▶ _TASK DESCRIPTION_: Word for word, write out all of the data below.
---------------
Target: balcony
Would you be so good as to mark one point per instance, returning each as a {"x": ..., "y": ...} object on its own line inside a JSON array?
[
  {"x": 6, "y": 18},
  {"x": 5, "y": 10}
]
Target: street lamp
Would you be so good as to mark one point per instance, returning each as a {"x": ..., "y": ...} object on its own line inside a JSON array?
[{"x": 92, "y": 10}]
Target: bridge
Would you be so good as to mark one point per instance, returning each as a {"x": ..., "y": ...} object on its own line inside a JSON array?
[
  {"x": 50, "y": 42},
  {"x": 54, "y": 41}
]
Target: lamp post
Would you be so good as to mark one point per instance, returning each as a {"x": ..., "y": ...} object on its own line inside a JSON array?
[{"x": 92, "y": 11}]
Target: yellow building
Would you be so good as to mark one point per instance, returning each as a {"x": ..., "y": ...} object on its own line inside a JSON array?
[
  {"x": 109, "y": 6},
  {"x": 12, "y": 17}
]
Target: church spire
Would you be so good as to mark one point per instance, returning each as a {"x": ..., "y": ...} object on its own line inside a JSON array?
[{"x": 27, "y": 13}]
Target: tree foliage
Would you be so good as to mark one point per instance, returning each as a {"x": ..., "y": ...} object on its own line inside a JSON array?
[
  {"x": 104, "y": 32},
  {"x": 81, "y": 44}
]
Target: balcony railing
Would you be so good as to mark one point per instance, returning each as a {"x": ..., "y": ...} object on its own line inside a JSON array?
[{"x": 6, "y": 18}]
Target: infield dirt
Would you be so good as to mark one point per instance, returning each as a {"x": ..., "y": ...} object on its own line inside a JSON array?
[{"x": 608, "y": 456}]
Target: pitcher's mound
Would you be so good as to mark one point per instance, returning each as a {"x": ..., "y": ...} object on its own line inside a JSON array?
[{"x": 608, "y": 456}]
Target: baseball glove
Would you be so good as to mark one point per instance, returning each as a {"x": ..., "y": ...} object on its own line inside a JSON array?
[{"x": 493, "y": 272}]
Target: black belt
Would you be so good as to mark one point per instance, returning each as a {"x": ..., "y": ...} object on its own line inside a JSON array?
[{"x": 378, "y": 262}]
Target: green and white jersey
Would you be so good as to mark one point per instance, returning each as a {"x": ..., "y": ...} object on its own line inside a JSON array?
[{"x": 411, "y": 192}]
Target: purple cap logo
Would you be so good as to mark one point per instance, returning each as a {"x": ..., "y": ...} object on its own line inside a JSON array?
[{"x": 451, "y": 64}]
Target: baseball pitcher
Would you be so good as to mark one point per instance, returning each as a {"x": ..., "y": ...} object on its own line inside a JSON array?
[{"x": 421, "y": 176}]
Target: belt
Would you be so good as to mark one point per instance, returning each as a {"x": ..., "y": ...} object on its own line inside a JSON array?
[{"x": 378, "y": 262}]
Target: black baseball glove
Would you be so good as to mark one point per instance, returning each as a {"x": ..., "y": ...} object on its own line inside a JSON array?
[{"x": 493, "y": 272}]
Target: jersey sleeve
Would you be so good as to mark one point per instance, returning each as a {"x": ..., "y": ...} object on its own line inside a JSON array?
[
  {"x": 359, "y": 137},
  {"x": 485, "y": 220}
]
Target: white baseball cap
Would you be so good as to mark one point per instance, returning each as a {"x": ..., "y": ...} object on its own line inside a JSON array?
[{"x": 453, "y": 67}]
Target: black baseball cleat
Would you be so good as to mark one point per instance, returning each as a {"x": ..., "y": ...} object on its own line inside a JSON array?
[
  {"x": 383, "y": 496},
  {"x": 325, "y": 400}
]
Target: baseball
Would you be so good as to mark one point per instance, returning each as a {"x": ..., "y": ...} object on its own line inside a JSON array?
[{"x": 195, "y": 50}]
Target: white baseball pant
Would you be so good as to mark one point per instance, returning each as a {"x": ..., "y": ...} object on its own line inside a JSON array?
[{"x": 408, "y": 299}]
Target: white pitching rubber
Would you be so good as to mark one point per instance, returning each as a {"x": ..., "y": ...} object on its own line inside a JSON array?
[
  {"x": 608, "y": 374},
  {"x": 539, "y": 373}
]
---------------
▶ _FINAL ANSWER_:
Target: balcony
Would you be so good as to mark one point per instance, returning each as a {"x": ..., "y": ...} object on its own line inside a JSON array?
[
  {"x": 6, "y": 18},
  {"x": 5, "y": 10}
]
Target: street lamp
Would you be so good as to mark one point per instance, returning each as a {"x": ..., "y": ...} object on its own line inside a JSON array?
[{"x": 92, "y": 10}]
Target: bridge
Would you be so good as to mark one point per instance, returning each as a {"x": ..., "y": ...} object on its own line inside a JSON array?
[
  {"x": 50, "y": 42},
  {"x": 54, "y": 41}
]
Target: lamp post
Would you be so good as to mark one point per instance, returning each as a {"x": ..., "y": ...} object on its own line inside a JSON array?
[{"x": 92, "y": 11}]
Target: yellow building
Would you be so good as to mark one point per instance, returning each as a {"x": ..., "y": ...} object on its own line inside a JSON array?
[
  {"x": 109, "y": 6},
  {"x": 12, "y": 17}
]
Target: church spire
Would you be so good as to mark one point per instance, returning each as a {"x": ..., "y": ...} object on its own line inside a JSON array?
[{"x": 27, "y": 13}]
Target: tree foliage
Would you be so good as to mark one point per instance, returning each as a {"x": ..., "y": ...} object on its own line inside a JSON array?
[
  {"x": 104, "y": 32},
  {"x": 81, "y": 44}
]
Target: balcony railing
Would you be so good as to mark one point per instance, returning each as a {"x": ..., "y": ...} object on its own line inside a JSON array?
[{"x": 6, "y": 18}]
Target: infield dirt
Would you be so good as to mark one point per instance, returning each as a {"x": ..., "y": ...} object on its own line inside a JSON array?
[{"x": 608, "y": 456}]
Target: pitcher's mound
Would you be so good as to mark one point per instance, returning each as a {"x": ..., "y": ...} object on its own line inside a JSON array?
[{"x": 608, "y": 456}]
Target: baseball glove
Would you be so good as to mark one point per instance, returning each as a {"x": ..., "y": ...} object on its own line inside a JSON array?
[{"x": 493, "y": 272}]
Target: black belt
Would you be so good as to mark one point per instance, returning each as a {"x": ..., "y": ...} object on its own line inside a JSON array?
[{"x": 378, "y": 262}]
Target: green and white jersey
Would you be so good as to mark one point per instance, returning each as a {"x": ..., "y": ...} object on its own line inside a JSON array?
[{"x": 411, "y": 192}]
Target: purple cap logo
Would you be so good as to mark one point per instance, returning each as a {"x": ..., "y": ...} object on its own line inside a JSON array?
[{"x": 451, "y": 64}]
Target: baseball pitcher
Would you be so good as to mark one point per instance, returning each as a {"x": ..., "y": ...} object on its own line inside a JSON array?
[{"x": 421, "y": 176}]
Target: belt
Would you be so good as to mark one point per instance, returning each as a {"x": ..., "y": ...} object on its own line inside a JSON array?
[{"x": 378, "y": 262}]
Target: black baseball glove
Would you be so good as to mark one point per instance, returning each as a {"x": ..., "y": ...} object on its own line inside a JSON array?
[{"x": 493, "y": 272}]
Target: jersey sleeve
Would you be so good as to mark one point per instance, returning each as a {"x": ..., "y": ...} object on its own line inside a JSON array?
[
  {"x": 359, "y": 137},
  {"x": 485, "y": 220}
]
Target: white baseball cap
Would you be so good as to mark one point per instance, returning each as a {"x": ..., "y": ...} object on its own line inside a JSON array?
[{"x": 453, "y": 67}]
Target: black baseball cleat
Would you be so good as to mark one point per instance, returning each as a {"x": ..., "y": ...} object on its own line inside a JSON array?
[
  {"x": 383, "y": 496},
  {"x": 325, "y": 400}
]
Target: baseball
Would you be so good as to mark one point per instance, returning each as a {"x": ..., "y": ...} object on its own line inside a JSON array?
[{"x": 195, "y": 50}]
Target: white baseball pant
Would you be so good as to mark one point per instance, returning each as a {"x": ..., "y": ...} object on its own line inside a JSON array?
[{"x": 408, "y": 299}]
Target: white pitching rubber
Would you be so good as to mark one point per instance, returning each as a {"x": ..., "y": ...} object on its own line inside a JSON array?
[
  {"x": 608, "y": 374},
  {"x": 539, "y": 373}
]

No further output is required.